Task to complete:
For this exercise, report every line of the material that includes "dome".

Extracted material:
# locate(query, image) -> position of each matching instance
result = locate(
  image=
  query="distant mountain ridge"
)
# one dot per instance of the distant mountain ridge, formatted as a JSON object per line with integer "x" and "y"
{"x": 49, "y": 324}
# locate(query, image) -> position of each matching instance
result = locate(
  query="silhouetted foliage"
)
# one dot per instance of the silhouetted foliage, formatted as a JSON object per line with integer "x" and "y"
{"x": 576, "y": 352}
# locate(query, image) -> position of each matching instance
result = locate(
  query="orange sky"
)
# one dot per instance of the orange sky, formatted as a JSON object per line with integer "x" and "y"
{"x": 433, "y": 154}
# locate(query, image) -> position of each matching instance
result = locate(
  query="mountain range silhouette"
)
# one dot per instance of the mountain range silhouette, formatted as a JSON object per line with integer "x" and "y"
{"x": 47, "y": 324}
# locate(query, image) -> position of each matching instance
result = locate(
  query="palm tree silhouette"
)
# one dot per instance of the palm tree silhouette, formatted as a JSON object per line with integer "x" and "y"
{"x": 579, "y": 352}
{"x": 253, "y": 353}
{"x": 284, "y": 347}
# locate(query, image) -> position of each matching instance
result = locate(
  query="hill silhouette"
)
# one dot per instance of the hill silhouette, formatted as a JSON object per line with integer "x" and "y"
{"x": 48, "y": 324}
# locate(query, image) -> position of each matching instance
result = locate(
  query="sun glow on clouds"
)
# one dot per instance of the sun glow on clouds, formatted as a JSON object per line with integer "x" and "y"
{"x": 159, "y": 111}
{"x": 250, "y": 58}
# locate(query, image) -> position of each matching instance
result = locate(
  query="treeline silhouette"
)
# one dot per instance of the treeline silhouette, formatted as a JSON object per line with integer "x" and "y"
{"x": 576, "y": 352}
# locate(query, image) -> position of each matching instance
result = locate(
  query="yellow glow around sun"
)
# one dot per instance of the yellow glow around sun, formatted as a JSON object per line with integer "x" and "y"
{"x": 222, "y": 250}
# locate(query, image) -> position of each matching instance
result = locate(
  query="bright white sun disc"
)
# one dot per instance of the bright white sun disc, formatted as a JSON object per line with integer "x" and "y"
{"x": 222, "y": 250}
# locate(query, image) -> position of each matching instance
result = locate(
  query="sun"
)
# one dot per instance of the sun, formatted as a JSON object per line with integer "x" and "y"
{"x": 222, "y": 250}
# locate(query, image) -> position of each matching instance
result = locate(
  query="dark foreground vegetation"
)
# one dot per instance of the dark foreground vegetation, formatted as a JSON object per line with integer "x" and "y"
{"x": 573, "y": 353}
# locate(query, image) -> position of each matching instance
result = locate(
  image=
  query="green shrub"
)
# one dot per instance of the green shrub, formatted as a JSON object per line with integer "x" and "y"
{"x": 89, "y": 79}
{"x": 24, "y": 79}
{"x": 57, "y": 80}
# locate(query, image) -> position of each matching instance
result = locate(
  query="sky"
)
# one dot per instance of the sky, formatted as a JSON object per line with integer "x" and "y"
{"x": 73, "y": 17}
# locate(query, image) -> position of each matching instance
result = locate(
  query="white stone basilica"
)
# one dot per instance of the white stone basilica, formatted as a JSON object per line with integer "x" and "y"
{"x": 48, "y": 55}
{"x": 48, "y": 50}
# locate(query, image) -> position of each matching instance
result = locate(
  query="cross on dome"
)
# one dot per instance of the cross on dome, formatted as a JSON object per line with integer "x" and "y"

Solution:
  query="cross on dome"
# one dot per instance of the cross on dome, formatted as a JSON object per line with integer "x" and "y"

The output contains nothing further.